→ **Input data**:
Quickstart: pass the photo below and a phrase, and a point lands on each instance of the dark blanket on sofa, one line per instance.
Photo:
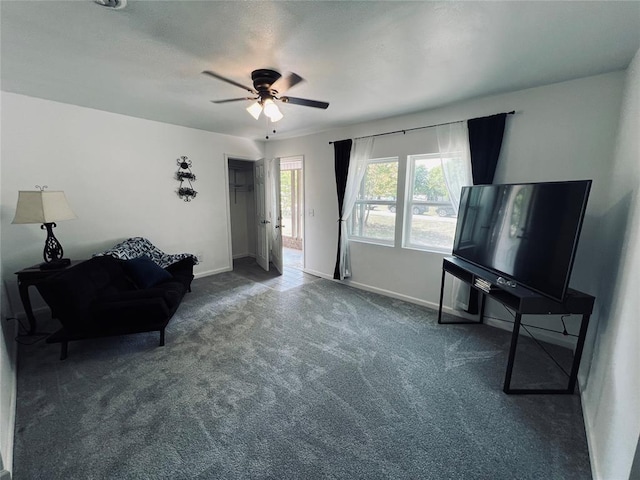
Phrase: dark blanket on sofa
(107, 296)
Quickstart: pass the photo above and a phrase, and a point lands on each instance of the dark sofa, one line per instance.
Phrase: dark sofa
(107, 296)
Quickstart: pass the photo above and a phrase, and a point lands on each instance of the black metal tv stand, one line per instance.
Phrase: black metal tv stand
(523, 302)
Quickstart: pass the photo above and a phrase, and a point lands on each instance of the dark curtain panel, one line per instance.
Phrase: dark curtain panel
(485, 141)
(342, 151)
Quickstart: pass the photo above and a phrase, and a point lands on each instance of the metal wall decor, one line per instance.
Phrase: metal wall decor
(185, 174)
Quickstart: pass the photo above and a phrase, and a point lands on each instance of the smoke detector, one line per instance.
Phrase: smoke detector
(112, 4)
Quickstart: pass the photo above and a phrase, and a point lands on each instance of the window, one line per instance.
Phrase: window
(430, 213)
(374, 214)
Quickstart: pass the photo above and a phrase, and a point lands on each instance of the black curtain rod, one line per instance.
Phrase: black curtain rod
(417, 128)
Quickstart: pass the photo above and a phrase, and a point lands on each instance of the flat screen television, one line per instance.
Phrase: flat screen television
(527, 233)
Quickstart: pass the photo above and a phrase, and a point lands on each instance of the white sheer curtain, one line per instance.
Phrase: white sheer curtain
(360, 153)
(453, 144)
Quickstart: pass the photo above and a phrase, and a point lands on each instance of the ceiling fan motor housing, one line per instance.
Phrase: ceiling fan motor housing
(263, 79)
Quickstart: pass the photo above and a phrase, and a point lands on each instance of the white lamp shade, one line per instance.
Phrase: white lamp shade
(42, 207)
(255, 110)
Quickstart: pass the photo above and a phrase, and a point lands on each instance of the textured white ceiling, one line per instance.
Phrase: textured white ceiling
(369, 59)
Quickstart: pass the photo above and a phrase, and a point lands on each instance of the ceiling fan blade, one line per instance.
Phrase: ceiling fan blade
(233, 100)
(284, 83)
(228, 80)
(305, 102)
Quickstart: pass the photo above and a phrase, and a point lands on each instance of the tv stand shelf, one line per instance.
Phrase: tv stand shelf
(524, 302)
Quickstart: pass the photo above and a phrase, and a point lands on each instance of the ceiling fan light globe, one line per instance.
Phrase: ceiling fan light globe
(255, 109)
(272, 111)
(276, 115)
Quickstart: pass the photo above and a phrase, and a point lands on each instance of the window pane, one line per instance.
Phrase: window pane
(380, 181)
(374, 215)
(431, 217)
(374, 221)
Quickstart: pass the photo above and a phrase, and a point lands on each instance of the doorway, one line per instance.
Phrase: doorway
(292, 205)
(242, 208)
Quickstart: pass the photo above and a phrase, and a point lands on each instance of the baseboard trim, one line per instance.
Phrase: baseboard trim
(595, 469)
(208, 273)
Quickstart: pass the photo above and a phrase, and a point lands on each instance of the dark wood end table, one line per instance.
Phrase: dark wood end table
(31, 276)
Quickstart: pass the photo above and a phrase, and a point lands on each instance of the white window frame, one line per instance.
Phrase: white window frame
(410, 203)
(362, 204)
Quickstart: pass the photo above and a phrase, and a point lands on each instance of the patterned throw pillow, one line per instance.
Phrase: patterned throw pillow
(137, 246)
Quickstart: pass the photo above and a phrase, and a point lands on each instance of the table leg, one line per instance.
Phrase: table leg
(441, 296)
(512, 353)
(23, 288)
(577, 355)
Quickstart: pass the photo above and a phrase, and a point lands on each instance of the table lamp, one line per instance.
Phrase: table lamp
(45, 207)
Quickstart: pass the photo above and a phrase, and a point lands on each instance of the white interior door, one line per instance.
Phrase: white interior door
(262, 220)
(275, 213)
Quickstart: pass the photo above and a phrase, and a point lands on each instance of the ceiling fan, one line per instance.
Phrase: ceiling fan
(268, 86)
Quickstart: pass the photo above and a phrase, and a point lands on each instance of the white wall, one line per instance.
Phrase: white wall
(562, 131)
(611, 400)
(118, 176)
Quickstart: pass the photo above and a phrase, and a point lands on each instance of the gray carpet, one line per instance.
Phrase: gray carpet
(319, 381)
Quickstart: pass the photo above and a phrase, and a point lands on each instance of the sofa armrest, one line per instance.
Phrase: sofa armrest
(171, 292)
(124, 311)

--

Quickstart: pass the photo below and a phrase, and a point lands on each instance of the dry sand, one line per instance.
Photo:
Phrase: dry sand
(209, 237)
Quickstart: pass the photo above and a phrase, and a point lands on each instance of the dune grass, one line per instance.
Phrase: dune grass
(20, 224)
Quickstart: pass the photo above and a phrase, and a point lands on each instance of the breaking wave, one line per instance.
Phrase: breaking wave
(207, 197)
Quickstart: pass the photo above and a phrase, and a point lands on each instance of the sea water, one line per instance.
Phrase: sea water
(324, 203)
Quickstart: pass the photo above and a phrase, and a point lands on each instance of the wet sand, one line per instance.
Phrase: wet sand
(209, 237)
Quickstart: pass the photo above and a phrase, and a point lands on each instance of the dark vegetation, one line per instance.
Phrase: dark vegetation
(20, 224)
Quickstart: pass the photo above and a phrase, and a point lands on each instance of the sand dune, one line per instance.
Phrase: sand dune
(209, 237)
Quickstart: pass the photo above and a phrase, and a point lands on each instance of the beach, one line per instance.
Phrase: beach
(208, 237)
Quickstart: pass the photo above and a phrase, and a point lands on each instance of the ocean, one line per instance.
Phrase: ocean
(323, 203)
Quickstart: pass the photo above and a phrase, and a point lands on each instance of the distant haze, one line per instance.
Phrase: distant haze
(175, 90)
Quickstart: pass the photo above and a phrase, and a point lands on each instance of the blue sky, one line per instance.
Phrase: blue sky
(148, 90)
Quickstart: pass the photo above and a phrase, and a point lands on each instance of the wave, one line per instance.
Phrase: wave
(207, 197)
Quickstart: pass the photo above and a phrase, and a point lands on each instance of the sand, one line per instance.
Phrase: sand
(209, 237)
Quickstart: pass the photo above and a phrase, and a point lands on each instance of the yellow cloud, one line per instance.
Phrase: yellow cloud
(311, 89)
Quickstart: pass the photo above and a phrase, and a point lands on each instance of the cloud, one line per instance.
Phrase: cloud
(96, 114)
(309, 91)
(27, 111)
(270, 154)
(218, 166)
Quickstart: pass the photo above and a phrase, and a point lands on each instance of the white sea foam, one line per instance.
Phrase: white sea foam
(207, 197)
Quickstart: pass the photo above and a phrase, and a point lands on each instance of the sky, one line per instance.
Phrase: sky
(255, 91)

→ **Written request**: Return every line of the items above that holds the word "lamp".

→ **Solved problem**:
Quickstart: pass the photo above and a phrase, and a point lands on each instance of the white lamp shade, one line per instance.
Phrase: white lamp shade
Quickstart: pass the photo above and a phrase, and a point lands on each instance of the table lamp, one line per instance.
Phrase: table lamp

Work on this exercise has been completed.